[Task input start]
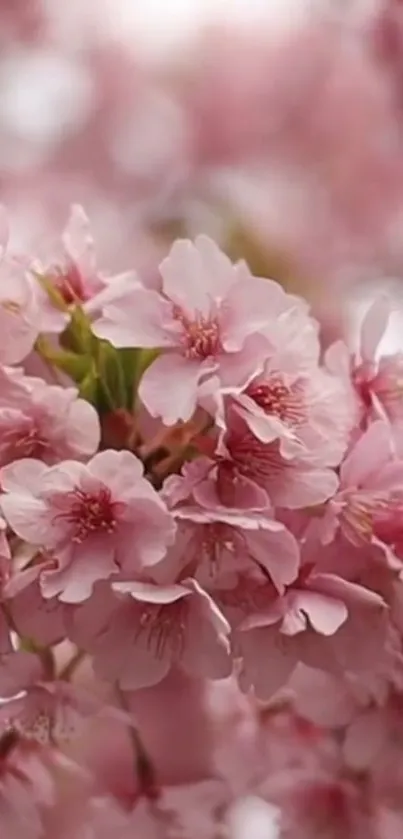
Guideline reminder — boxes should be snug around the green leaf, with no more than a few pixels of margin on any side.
[36,336,92,384]
[60,306,97,355]
[79,366,100,409]
[32,271,69,312]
[Task input end]
◆ Task instructions
Convert the lines above into a JSON list of strings with one string per line, skipping any blank lines and leaving out the pictures.

◆ Written solution
[
  "Guideline reminder — boxes should be snug around the green leaf, with no more than a few pixels of margin on any side.",
  "[36,336,92,384]",
  "[60,306,97,355]",
  "[79,366,100,409]",
  "[32,271,69,312]"
]